#### [Work instructions]
1. In the passage on GFR-estimating equations below, copy the text from "The BIS1 equation" up to and including "creatinine-based GFR-estimating equations.".
2. Answer these questions from the passage on GFR-estimating equations below:
(a) How many Swedish Caucasians were in the cohort used to develop the LMR equation?
(b) What P30 value did BIS1 reach against iohexol clearance?
(c) What reference method did this study use to measure GFR?
3. List every equation that the passage on GFR-estimating equations below mentions by name. Do not include the BPNN model.

#### [Given passage]
_____

The EKFC equation is a modified FAS creatinine-based equation that combines the properties of the FAS and CKD-EPI equations and can be applied to the full spectrum of age and kidney function [9]. It was predominantly developed in a multicentre study in a predominantly European population and was proposed to address the problem of overestimation of GFR in the young and old. In this study, the EKFC equation is not optimal when compared to the BPNN model based on the establishment of an older population.

There are few studies specifically to develop GFR-estimating equations in older adults. The LMR equation was developed in a cohort of 850 Swedish Caucasians referred for GFR measurement [6]. In this population, approximately half of the participants were over 60 years old. In settings similar to the study cohort, the performance of LMR over CKD-EPI was inconsistent in terms of bias, precision and accuracy [31, 32]. In external validation of older Chinese populations, there also did not appear to be a performance advantage for the use of the LMR Eqs. [11, 33]. In the present study, the performance of the BPNN model was not only superior to that of CKD-EPI but also superior to that of LMR.

The BIS1 equation was developed in a population-based cohort of 570 patients aged 70 years and older who underwent iohexol clearance measurement [7]. Compared to iohexol clearance, BIS1 had excellent performance for GFR estimation in this age group (median bias, 0.8 ml/min/1.73 m2; precision IQR, 11.1 ml/min/1.73 m2; P30, 95%). Other studies, however, had some inconsistent results [8, 33,34,35,36]. In our study, the performance of BIS1 was second to that of the BPNN model in elderly individuals among the 6 creatinine-based GFR-estimating equations.

All the performance above revealed the BPNN model was more accurate than other equations in this age group. These results are consistent with previous results from the validation dataset [10]. Specifically, the advantage of the BPNN model was mainly reflected in lower GFR group. This can help improve the management of CKD. In this study, we used 99mTc-DTPA renal dynamic imaging as a reference method for GFR measurement. To date, measurements of GFR have generally relied on renal clearance of exogenous filter markers (e.g., inulin, iohexanol, and 99mTc-DTPA) [37] or endogenous filter markers such as creatinine and cystatin C [38]. 99mTc-DTPA renal dynamic imaging for measuring GFR, which is recommended by the Nephrology Committee of the Society of Nuclear Medicine [39], is widely used in daily clinical work [40, 41].

_____

#### [Recorded information]
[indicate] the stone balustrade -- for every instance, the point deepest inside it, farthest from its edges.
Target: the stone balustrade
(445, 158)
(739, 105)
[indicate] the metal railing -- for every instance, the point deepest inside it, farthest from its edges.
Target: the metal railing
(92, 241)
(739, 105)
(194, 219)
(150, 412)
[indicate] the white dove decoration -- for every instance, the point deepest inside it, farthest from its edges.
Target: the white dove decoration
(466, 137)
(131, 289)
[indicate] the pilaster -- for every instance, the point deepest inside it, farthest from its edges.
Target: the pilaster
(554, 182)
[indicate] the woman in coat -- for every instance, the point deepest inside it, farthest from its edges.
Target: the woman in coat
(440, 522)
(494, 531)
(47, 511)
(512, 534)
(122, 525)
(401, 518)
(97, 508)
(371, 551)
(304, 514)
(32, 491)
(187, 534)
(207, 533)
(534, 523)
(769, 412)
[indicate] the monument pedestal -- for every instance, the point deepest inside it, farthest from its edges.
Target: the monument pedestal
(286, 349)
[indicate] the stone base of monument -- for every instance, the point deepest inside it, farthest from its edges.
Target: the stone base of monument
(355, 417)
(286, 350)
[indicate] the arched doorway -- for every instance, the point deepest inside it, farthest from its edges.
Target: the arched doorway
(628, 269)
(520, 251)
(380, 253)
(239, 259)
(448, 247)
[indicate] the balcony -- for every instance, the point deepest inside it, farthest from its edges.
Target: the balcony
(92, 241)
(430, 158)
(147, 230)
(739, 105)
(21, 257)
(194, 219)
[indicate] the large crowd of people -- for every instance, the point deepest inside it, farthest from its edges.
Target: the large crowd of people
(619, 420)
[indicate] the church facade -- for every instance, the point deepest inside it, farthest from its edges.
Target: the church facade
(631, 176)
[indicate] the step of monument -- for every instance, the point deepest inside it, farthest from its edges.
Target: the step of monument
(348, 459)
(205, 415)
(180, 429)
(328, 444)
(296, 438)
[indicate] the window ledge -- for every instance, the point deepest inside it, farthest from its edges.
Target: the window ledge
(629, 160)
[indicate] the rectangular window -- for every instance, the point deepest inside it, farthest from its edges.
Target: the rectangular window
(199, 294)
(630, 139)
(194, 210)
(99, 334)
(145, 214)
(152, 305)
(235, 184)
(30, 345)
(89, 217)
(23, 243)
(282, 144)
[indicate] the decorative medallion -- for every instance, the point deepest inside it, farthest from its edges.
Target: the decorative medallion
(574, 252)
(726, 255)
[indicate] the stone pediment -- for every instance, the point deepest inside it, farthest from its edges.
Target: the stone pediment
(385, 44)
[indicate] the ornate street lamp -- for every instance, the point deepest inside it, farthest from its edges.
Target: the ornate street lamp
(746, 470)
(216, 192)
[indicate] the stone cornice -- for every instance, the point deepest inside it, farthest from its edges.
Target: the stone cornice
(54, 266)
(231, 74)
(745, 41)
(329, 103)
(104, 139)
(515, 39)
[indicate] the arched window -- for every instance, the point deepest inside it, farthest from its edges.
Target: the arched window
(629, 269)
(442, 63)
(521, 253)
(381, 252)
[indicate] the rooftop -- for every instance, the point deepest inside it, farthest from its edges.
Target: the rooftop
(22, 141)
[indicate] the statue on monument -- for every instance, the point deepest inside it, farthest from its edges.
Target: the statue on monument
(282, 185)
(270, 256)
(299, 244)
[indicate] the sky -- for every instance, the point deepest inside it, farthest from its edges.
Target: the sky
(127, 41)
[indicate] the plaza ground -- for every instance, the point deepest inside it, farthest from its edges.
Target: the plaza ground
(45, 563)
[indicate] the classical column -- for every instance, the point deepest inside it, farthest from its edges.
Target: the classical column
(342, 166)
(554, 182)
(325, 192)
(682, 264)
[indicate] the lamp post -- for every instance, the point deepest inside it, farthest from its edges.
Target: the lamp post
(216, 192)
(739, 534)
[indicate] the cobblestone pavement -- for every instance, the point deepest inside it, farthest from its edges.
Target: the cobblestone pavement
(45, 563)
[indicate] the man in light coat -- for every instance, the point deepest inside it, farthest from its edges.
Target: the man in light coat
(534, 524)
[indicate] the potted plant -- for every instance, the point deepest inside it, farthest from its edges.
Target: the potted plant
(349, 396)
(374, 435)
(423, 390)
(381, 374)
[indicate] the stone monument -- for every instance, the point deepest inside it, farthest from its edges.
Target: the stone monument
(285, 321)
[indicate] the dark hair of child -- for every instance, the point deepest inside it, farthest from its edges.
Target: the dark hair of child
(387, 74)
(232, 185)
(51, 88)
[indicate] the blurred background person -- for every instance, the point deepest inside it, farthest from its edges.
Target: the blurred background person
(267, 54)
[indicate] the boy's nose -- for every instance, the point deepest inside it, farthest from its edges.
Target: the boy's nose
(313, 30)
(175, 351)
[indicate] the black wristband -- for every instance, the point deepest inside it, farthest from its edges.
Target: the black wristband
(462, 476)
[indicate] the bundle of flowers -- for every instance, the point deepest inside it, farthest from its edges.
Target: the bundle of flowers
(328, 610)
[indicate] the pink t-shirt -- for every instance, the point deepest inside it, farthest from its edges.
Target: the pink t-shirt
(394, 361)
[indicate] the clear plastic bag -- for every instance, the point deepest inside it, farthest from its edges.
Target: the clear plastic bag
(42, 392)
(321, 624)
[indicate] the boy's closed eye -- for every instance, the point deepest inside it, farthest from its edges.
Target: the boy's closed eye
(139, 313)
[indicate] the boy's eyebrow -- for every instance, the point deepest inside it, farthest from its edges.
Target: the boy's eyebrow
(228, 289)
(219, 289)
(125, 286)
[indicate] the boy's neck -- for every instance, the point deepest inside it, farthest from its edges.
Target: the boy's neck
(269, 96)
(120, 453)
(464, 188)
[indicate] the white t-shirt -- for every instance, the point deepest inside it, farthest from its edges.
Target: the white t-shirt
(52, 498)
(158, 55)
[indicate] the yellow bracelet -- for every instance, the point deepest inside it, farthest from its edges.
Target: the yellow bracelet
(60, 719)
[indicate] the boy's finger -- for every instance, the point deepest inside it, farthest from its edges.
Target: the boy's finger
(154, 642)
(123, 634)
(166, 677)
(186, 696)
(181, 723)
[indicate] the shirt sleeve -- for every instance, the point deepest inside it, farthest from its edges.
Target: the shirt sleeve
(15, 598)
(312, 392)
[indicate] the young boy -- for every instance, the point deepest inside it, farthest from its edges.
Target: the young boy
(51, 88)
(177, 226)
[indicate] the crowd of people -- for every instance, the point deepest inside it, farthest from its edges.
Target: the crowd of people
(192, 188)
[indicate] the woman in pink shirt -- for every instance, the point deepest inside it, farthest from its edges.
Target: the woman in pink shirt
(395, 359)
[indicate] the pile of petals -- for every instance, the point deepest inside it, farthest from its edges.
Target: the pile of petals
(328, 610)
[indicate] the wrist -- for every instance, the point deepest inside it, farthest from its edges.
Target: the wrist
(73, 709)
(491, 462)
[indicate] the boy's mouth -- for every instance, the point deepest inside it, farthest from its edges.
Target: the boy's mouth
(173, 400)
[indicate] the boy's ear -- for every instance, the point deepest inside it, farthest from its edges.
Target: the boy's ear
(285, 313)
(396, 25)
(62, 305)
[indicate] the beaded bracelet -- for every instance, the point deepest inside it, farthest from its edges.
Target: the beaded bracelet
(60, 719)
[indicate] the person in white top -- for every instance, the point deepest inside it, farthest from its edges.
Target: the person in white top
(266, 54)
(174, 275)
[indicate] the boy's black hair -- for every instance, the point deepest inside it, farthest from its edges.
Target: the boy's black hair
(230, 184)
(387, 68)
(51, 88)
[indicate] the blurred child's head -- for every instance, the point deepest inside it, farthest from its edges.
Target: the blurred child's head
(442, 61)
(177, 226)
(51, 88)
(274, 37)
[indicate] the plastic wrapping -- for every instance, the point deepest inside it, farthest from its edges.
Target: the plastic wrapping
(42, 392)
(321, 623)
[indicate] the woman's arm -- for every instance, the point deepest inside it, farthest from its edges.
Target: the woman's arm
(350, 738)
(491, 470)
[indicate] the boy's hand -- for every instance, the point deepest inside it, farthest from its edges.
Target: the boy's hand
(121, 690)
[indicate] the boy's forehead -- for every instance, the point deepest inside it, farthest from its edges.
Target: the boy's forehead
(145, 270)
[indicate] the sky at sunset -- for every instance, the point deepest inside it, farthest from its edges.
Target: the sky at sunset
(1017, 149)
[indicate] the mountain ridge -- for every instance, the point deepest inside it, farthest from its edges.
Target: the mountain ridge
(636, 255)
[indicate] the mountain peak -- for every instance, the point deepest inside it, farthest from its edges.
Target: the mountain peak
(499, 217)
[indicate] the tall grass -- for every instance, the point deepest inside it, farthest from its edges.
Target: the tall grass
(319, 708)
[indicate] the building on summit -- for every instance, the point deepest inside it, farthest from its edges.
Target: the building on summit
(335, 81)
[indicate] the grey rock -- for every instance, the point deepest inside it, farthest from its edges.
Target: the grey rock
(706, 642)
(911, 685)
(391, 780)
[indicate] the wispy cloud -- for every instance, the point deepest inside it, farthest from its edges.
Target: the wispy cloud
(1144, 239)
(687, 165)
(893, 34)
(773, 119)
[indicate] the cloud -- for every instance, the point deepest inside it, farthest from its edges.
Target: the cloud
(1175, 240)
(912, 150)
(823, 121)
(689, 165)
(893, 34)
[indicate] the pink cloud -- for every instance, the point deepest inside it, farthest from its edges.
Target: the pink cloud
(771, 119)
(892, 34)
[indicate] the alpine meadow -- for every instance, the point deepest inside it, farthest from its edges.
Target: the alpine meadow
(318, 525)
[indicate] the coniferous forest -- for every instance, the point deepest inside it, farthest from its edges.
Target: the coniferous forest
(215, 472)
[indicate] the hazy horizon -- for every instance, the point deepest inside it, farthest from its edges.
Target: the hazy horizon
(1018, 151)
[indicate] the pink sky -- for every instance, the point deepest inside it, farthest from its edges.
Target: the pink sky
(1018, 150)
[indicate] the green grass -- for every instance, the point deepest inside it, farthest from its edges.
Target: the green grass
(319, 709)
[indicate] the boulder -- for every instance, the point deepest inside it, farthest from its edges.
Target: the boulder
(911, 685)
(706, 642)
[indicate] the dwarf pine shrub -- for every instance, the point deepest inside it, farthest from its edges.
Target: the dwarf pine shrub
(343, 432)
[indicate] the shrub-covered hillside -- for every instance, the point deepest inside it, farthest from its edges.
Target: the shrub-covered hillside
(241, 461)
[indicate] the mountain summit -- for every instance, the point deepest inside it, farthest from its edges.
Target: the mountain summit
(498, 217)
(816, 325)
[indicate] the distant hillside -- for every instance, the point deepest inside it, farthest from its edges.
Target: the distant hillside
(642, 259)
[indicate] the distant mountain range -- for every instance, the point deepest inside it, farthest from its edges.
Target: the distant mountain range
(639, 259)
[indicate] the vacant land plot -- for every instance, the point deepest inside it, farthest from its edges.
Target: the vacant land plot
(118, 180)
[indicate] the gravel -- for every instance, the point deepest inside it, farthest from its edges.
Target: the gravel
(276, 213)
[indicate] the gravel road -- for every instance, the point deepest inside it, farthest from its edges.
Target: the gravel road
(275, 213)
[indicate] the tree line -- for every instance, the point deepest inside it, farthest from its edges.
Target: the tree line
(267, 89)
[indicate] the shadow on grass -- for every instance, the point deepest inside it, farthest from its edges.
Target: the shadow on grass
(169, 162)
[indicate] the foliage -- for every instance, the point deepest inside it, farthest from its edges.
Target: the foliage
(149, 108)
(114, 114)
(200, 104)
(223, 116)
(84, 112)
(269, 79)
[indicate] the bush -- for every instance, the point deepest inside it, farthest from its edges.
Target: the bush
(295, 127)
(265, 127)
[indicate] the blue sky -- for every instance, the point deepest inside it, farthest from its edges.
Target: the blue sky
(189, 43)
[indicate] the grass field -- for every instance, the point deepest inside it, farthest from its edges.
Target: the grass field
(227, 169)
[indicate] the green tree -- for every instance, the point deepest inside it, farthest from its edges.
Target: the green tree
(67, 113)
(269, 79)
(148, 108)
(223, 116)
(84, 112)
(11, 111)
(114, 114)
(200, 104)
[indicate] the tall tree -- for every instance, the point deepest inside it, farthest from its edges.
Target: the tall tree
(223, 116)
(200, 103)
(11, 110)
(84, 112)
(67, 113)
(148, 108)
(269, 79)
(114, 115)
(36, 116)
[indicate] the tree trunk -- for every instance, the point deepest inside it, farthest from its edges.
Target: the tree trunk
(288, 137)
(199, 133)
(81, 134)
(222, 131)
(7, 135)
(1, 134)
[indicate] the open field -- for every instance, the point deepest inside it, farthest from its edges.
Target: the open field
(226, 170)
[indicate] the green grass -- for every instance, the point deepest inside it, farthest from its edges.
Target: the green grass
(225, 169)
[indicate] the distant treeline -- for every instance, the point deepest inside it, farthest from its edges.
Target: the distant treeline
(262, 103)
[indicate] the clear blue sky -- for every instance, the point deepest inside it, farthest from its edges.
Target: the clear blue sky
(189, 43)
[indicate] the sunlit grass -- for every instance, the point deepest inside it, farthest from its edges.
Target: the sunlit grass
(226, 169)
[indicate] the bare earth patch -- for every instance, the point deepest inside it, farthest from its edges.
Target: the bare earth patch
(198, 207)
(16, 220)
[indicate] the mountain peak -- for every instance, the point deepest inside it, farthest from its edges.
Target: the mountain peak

_____

#### [Answers in order]
1.
The BIS1 equation was developed in a population-based cohort of 570 patients aged 70 years and older who underwent iohexol clearance measurement [7]. Compared to iohexol clearance, BIS1 had excellent performance for GFR estimation in this age group (median bias, 0.8 ml/min/1.73 m2; precision IQR, 11.1 ml/min/1.73 m2; P30, 95%). Other studies, however, had some inconsistent results [8, 33,34,35,36]. In our study, the performance of BIS1 was second to that of the BPNN model in elderly individuals among the 6 creatinine-based GFR-estimating equations.

2.
(a) 850
(b) 95%
(c) 99mTc-DTPA renal dynamic imaging

3.
EKFC
FAS
CKD-EPI
LMR
BIS1